◆ **EXCERPTED TEXT**:
Start of Block
Just after dawn Saturday on the calm shores of East Seelye Bay near Lake Winnibigoshish, Faron Jackson Sr., gently placed a small offering of tobacco in the water.
Jackson, the chair of Leech Lake Band of Ojibwe, quietly asked the creator for safety and to share fish with them as the 74th Governor's Fishing Opener got underway.
"Ogaa ombe omaa noogom," he said, meaning "Walleye come to us today."
It must have helped, Jackson said later. Both he and Gov. Tim Walz caught walleyes during two hours on the water, starting about 6:30 a.m.
The two-day event was the first time in the event's history that a tribal nation partnered with the governor's office to hold the opener.
"I'm going to say this is the most traditional fishing opener we've had," Lt. Gov. Peggy Flanagan, a member of the White Earth Band of Ojibwe and Minnesota's first Native statewide elected official, said at the event. "I think it speaks to the work we've tried to do during our administration and partnering with our sovereign nations who share their geography with Minnesota."
End of Block
◆ **PROMPT 1**:
Please reproduce the stretch of the fishing opener article from "Just after dawn" through "Opener got underway.", word for word.
◆ **PROMPT 2**:
Name every person the fishing opener article mentions by name.
◆ **PROMPT 3**:
Go on with the fishing opener article, starting after its final sentence.
The listing that comes next has no connection to the fishing opener article.

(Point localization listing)
Start of Block
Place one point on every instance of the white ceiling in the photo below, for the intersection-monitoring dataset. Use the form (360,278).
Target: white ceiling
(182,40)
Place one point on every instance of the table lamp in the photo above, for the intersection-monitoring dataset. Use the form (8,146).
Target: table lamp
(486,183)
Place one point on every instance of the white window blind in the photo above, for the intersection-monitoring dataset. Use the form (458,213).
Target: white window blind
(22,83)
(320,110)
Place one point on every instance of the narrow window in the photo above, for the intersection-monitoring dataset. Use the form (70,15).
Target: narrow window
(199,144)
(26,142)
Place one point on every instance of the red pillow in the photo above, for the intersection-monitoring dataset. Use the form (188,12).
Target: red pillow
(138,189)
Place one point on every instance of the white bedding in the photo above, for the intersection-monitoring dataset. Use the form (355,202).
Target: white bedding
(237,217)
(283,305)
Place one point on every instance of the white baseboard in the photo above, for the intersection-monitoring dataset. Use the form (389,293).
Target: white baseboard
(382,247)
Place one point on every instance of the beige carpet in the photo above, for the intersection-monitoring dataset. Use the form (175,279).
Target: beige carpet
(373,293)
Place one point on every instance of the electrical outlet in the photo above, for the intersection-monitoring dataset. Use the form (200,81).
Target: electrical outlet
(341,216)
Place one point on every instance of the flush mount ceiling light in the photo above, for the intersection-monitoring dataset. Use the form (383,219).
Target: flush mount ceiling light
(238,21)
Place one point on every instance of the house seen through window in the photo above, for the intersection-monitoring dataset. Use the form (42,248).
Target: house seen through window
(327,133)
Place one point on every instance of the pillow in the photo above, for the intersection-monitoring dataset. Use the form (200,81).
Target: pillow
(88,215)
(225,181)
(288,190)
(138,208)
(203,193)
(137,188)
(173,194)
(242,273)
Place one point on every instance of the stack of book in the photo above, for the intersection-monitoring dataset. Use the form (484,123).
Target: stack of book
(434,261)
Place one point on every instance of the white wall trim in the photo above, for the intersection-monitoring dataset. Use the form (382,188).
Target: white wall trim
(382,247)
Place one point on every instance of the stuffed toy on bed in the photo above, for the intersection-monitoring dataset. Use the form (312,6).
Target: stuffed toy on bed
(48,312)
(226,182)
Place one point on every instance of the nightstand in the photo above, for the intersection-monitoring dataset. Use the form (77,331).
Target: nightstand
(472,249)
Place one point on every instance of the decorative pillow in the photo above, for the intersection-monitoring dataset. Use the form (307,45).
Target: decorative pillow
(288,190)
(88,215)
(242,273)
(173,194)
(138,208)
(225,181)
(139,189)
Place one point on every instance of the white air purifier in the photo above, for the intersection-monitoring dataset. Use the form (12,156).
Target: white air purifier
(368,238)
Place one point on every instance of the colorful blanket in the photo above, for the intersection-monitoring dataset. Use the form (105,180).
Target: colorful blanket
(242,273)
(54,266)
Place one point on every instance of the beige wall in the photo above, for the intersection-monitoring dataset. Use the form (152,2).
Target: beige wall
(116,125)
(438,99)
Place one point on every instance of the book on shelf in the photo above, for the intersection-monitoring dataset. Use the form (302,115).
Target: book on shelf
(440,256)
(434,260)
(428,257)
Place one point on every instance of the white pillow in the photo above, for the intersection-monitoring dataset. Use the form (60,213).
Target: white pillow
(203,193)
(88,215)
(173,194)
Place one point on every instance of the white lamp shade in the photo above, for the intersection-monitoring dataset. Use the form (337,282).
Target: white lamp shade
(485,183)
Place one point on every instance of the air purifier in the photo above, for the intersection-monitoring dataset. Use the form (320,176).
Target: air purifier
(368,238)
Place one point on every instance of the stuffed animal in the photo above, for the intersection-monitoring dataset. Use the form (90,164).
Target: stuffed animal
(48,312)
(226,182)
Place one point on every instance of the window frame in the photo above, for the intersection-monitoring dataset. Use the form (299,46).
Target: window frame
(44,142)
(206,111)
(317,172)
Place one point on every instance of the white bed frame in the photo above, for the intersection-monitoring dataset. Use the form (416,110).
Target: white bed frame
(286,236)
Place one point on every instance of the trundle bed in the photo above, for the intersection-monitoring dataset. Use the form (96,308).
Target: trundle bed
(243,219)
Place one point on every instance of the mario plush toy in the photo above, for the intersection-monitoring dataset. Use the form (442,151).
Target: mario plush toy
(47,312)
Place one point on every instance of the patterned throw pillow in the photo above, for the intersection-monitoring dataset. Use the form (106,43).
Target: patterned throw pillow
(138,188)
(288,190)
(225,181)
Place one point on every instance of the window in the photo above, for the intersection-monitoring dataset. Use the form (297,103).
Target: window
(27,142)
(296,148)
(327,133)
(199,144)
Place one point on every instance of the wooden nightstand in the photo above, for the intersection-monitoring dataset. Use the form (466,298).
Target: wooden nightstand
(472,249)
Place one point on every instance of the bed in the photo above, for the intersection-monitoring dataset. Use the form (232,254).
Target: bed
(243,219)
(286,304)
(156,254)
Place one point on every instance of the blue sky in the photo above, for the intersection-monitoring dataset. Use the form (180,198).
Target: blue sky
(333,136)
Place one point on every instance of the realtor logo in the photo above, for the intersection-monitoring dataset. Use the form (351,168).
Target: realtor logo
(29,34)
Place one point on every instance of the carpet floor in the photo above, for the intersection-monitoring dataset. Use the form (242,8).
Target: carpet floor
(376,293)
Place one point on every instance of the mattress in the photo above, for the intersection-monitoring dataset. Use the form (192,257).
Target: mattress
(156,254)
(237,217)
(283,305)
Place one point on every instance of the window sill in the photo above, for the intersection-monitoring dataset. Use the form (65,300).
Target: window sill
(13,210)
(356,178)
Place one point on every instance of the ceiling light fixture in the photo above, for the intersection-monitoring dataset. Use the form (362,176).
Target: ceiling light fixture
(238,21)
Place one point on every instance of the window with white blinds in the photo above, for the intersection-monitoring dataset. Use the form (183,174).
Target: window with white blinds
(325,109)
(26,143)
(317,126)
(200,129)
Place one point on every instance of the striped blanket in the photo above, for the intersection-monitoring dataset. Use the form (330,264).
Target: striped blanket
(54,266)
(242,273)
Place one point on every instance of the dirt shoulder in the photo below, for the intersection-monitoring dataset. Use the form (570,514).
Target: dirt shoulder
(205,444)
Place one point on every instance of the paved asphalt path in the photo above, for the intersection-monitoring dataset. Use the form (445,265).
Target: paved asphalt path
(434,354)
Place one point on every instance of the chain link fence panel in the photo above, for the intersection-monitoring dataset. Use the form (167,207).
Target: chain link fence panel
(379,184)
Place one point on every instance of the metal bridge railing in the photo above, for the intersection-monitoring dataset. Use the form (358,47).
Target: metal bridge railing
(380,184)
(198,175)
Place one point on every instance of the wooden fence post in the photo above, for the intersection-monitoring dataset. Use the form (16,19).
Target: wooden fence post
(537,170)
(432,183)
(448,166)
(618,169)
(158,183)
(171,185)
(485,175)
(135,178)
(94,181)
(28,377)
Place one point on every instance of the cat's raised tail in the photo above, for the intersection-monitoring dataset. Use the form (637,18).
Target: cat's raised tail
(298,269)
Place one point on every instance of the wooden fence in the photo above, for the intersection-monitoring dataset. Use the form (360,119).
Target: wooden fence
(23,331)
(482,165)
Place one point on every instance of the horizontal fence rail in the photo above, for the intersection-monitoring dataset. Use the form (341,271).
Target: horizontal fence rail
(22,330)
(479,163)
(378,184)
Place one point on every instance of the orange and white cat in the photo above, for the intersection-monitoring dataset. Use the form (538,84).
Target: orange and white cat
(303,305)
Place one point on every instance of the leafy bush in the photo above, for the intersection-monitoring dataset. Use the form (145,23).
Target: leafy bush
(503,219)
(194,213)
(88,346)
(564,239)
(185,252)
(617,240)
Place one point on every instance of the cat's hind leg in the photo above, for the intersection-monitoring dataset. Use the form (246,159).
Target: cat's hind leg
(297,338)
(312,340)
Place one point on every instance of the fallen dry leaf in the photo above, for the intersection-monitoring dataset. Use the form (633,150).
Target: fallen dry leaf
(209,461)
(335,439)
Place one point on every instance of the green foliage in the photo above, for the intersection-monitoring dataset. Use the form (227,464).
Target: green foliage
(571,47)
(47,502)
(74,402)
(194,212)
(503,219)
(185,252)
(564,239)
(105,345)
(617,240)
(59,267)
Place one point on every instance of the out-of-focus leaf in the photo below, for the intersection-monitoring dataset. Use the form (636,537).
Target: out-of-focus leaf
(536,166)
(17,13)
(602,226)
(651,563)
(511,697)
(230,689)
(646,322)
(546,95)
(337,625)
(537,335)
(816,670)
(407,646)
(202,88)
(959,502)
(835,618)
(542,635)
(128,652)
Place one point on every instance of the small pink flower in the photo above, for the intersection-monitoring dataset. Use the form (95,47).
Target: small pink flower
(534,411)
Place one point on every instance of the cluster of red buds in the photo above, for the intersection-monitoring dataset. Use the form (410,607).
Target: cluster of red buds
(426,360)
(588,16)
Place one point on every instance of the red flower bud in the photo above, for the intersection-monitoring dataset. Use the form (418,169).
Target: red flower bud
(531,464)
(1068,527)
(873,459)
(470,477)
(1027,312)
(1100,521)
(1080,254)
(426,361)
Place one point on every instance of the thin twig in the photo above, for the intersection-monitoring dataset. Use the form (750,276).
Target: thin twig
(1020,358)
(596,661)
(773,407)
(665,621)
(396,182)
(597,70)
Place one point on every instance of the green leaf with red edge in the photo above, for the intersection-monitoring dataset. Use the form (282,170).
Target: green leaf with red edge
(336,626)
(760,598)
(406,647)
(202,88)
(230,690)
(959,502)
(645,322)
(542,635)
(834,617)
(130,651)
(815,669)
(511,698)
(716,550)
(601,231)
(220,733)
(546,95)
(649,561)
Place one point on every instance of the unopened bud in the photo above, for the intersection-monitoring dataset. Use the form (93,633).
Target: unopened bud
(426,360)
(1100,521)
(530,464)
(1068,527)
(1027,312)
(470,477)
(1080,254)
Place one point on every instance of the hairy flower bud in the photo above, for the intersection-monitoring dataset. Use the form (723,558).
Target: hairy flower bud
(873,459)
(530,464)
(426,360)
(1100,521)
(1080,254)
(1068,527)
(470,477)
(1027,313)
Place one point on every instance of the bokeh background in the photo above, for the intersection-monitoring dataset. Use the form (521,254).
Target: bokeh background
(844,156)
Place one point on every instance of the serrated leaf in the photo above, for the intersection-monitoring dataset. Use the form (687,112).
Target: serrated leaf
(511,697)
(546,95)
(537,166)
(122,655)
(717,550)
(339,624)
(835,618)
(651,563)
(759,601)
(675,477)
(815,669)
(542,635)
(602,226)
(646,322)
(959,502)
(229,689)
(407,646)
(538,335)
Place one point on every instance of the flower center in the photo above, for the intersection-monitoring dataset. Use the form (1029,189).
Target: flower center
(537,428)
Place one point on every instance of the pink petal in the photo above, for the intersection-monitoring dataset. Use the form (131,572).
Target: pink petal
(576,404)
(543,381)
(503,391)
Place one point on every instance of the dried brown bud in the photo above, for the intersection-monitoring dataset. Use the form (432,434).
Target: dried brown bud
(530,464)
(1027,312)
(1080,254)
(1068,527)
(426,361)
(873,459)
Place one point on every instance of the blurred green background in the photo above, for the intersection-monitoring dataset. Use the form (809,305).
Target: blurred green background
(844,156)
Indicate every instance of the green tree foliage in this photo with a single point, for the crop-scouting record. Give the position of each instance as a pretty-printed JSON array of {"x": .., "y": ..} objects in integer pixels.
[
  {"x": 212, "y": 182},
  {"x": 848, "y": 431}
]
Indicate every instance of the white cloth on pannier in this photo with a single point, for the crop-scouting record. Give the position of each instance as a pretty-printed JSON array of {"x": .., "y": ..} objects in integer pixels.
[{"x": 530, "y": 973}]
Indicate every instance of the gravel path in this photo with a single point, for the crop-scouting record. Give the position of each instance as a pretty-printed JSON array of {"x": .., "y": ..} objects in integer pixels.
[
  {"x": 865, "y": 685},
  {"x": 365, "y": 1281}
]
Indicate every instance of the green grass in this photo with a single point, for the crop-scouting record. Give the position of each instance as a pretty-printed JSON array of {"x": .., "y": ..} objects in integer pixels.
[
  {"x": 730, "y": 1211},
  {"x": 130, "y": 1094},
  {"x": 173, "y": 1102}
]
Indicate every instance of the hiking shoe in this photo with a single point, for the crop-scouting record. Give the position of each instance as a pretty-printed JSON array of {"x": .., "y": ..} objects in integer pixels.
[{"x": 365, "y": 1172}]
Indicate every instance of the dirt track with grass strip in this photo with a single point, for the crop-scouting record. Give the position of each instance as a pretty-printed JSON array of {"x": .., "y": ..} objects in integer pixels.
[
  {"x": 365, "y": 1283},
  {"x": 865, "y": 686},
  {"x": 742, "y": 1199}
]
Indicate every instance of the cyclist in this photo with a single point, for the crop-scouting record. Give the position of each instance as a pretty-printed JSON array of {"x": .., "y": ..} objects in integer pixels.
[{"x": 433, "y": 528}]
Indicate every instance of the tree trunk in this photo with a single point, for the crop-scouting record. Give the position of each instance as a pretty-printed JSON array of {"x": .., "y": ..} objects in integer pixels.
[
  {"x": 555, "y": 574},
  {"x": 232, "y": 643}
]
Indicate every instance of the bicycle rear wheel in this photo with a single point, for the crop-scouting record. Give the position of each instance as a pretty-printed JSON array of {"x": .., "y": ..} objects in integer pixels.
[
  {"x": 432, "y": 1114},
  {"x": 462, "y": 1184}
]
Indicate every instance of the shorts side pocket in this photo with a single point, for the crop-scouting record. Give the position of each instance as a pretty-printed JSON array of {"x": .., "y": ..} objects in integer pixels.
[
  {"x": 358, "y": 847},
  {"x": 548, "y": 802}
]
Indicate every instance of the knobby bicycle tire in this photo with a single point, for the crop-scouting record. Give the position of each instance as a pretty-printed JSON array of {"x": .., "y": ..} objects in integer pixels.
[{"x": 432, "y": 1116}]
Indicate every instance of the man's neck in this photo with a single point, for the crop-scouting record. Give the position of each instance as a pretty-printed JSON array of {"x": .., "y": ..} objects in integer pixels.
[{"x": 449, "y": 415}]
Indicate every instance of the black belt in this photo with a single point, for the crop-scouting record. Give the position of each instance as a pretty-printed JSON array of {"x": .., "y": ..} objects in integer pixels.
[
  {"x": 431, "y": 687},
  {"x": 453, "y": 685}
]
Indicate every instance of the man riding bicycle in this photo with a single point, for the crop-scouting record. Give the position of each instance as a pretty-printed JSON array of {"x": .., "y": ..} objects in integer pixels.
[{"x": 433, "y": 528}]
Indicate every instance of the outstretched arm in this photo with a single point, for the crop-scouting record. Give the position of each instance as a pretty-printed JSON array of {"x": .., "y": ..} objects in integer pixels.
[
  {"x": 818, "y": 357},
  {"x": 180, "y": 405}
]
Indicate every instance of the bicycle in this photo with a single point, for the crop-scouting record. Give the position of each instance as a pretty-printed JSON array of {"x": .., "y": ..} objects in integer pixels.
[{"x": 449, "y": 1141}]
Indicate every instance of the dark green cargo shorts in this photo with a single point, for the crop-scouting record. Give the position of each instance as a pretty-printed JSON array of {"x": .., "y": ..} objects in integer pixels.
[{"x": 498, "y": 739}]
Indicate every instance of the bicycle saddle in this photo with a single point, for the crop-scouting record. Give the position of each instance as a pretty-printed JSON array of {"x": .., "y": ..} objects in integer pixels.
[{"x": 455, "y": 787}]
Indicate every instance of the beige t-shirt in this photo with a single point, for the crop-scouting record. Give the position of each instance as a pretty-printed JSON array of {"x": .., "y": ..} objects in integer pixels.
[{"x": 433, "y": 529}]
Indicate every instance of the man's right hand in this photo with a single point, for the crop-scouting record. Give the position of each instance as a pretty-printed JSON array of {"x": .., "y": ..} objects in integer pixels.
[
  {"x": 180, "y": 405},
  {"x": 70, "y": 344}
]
End of Block
◆ **ANSWER BOX 1**:
Just after dawn Saturday on the calm shores of East Seelye Bay near Lake Winnibigoshish, Faron Jackson Sr., gently placed a small offering of tobacco in the water.
Jackson, the chair of Leech Lake Band of Ojibwe, quietly asked the creator for safety and to share fish with them as the 74th Governor's Fishing Opener got underway.

◆ **ANSWER BOX 2**:
Faron Jackson Sr., Tim Walz, Peggy Flanagan

◆ **ANSWER BOX 3**:
In a return to normalcy after more than two years of the COVID-19 pandemic, the fishing opener weekend featured a community get-together at Cedar Lakes Casino and Hotel in Cass Lake, a gaggle of boats gathering at East Seelye Bay on Cut Foot Sioux Lake and a celebratory shore lunch.
For Walz and Flanagan, it was all about the fishing — and a developing rivalry.
"The last three years, I ended up catching a little perch and she caught a walleye," Walz said. This year, he had expert fishing guide Tom Neustrom with him in the boat.
"Here's the deal," Flanagan said Friday evening. "I'm an Ojibwe woman on Ojibwe land. I've got to win."
But on Saturday morning, it was Walz who caught a 21-inch walleye. Flanagan wasn't so lucky, though a fellow angler in her boat did catch a northern pike that they let the lieutenant governor reel in.
The fishing opener is typically a partnership among Explore Minnesota, the state Department of Natural Resources and the governor's office, along with a host city or community. The idea is to celebrate the importance of tourism, fishing and outdoor recreation.
In previous years, planning would begin more than a year in advance as communities submitted host bids. The pandemic put a damper on recent openers. Otter Tail County, which was to host in 2020, instead put on a pared-down 2021 event that exposed tensions over the state's pandemic policy and mask mandates, which were issued by Walz's office.
The strain on local government resources driven by the pandemic left this year's opener in question. Planning was difficult, said Lauren Bennett McGinty, tourism director at Explore Minnesota.
This year's opener came together late. The Leech Lake Band partnership was announced two months ago.
"I was ecstatic the governor chose Leech Lake," Jackson said.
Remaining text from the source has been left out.